TEXT EXCERPT:
[START]

Every financial year begins with a familiar corporate ritual. With filled-up conference finance teams open spreadsheets that look suspiciously like airport runways. Department heads arrive armed with ambition and slightly inflated budget expectations.

Words like cost optimisation and strategic investments can be heard fired across the room. And the CISO quietly wonders how cybersecurity is still considered optional until a breach happens. However, FY 2026–27 comes with a new guest at the budget table, i.e., the Digital Personal Data Protection (DPDP) Act.

Unlike other compliance mandates that sit politely in legal folders, DPDP has a habit of touching everything: technology infrastructure, HR processes, marketing workflows, vendor relationships, and even customer experience design.

This implies that budgeting for DPDP is no longer about setting aside a token compliance fund. It’s about building a data-first operational strategy. The companies that plan their DPDP budgets wisely won’t just avoid penalties, they’ll build smarter, safer, and more trusted digital businesses.

Let’s unpack what that budget should realistically include.

Why DPDP Implementation Budget Planning Is No Longer Optional

For years, many organisations treated privacy compliance like a fire extinguisher. Necessary but rarely used. Mostly ignored until something catches fire. However, the DPDP Act changes the equation in three ways:

  1. Strict accountability for data fiduciaries
  2. Clear rights for data principals
  3. Heavy penalties for violations

In simple terms, if your organisation collects or processes personal data, and most modern companies do, compliance becomes a business cost that must be planned.

[END]

SET TASKS:
1. Output the DPDP budgeting article word for word, from "Let’s unpack what" up to and including "must be planned.".
2. Carry the DPDP budgeting article forward with the next part, starting right after its final sentence.

LISTED RECORDS:

[START]

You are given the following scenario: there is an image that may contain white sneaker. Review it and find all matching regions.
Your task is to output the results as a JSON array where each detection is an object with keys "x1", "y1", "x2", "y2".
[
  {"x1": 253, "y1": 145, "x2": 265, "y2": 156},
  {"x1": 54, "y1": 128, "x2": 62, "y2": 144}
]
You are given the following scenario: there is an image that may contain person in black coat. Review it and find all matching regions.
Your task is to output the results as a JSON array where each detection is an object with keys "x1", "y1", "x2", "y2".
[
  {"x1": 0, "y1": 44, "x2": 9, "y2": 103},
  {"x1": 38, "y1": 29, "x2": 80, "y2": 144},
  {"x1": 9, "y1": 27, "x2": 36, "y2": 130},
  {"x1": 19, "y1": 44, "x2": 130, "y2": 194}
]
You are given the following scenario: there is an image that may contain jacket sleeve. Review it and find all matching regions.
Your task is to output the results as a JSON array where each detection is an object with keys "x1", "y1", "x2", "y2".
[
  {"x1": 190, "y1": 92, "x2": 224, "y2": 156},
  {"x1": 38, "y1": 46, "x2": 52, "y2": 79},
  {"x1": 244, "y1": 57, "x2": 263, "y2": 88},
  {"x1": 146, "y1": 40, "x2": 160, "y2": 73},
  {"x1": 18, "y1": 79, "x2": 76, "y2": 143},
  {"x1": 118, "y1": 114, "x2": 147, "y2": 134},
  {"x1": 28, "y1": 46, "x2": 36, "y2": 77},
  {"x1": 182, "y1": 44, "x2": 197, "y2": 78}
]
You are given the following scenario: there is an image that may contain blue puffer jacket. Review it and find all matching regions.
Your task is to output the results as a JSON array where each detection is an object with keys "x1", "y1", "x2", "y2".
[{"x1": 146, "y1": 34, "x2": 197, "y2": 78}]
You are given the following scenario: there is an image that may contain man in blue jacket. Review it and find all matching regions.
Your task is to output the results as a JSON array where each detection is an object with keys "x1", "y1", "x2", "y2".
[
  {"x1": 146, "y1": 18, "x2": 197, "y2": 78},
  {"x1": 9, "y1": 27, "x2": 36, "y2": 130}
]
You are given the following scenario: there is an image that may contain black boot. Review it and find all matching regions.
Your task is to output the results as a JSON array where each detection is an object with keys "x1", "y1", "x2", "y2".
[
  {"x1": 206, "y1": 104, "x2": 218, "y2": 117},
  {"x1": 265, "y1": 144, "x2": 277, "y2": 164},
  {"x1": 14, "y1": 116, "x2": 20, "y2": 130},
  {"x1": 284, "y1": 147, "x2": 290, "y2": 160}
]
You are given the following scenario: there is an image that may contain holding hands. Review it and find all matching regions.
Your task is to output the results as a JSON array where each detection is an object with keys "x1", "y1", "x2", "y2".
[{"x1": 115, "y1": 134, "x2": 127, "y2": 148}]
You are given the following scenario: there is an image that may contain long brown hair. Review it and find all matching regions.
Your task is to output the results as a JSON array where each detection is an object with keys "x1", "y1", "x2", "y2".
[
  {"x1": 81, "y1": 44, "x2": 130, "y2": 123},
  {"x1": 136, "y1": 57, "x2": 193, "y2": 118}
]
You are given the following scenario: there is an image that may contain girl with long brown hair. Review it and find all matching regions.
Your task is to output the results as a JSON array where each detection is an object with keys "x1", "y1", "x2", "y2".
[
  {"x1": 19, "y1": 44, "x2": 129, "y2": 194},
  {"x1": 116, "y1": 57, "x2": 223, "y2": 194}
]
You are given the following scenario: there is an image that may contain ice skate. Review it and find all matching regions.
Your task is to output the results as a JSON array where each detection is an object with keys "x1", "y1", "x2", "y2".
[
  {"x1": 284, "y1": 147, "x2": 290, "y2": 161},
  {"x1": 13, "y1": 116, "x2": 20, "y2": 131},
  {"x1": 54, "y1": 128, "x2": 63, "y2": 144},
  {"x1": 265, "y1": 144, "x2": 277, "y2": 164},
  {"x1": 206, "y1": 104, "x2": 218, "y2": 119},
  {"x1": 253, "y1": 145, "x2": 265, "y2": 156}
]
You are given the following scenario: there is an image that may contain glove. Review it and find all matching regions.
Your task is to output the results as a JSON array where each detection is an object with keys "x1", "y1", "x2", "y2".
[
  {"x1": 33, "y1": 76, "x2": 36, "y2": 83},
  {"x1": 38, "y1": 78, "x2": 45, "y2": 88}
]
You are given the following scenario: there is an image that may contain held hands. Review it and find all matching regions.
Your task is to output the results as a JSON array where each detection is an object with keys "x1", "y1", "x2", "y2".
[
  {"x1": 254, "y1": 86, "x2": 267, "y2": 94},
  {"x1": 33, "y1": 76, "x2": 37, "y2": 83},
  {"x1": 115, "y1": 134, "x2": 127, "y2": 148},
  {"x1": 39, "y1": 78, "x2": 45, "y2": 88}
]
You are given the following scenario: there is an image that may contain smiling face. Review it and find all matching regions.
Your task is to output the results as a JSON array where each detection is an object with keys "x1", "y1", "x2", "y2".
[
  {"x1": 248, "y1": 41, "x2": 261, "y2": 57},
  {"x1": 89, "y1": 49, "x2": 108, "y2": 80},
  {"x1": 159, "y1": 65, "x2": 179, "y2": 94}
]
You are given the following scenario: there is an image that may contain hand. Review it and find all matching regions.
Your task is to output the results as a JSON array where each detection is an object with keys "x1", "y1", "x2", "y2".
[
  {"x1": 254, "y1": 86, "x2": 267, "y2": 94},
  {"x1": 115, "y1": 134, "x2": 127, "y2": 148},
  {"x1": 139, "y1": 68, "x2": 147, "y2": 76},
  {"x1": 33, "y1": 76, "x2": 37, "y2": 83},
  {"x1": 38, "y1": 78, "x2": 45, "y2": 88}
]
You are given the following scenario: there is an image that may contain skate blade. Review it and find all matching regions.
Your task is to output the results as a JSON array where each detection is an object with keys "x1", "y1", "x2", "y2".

[END]

TASK-BY-TASK RESULTS:
1.
Let’s unpack what that budget should realistically include.

Why DPDP Implementation Budget Planning Is No Longer Optional

For years, many organisations treated privacy compliance like a fire extinguisher. Necessary but rarely used. Mostly ignored until something catches fire. However, the DPDP Act changes the equation in three ways:

  1. Strict accountability for data fiduciaries
  2. Clear rights for data principals
  3. Heavy penalties for violations

In simple terms, if your organisation collects or processes personal data, and most modern companies do, compliance becomes a business cost that must be planned.

2.
But here’s the catch. DPDP compliance isn’t a single purchase. You can’t just buy one software product and declare victory. It requires a multi-layered investment across governance, technology, security, and training.

Let’s walk through what companies must realistically allocate in FY 2026–27.

Budgeting for Data Discovery: The First Step to Compliance

Before companies can protect data, they must answer a deceptively simple question: Where exactly is the data? Most organisations don’t have a clear answer.

Personal data is scattered across CRM systems, marketing tools, HR platforms, shared drives, SaaS applications, legacy databases, and vendor systems. This is where data discovery becomes the foundation of any DPDP strategy. Data discovery tools scan systems and repositories to identify personal data, sensitive information, data flows across systems, and shadow databases that IT teams didn’t even know existed. 

Think of it like turning on the lights in a warehouse you’ve been using for years. Suddenly, you realise how much stuff is inside. Budget allocations here typically include automated data discovery tools, data mapping software, classification engines for identifying sensitive information, and implementation support. 

Without this layer, everything else in DPDP compliance becomes guesswork. We have also done a step-by-step guide on DPDP compliance. 

Investing in Data Intelligence

Once data is discovered, the next challenge that appears is understanding it. Not all personal data carries the same level of risk. Some fields may be routine identifiers, while others qualify as sensitive information that demands stronger protection. This is where data intelligence comes into play.

Data intelligence platforms help organisations classify sensitive information, understand how data is used, track processing activities, and analyse data flows across departments

In practical terms, this means answering questions like:

  • Which teams access employee data?
  • Which vendors process customer information?
  • Which datasets contain sensitive information?

Without data intelligence, companies are essentially storing personal data without knowing its regulatory impact. From a budgeting perspective, this layer includes data classification engines, analytics tools for data flow monitoring, governance dashboards, and integration with enterprise systems. This is the point where compliance stops being reactive and becomes strategic.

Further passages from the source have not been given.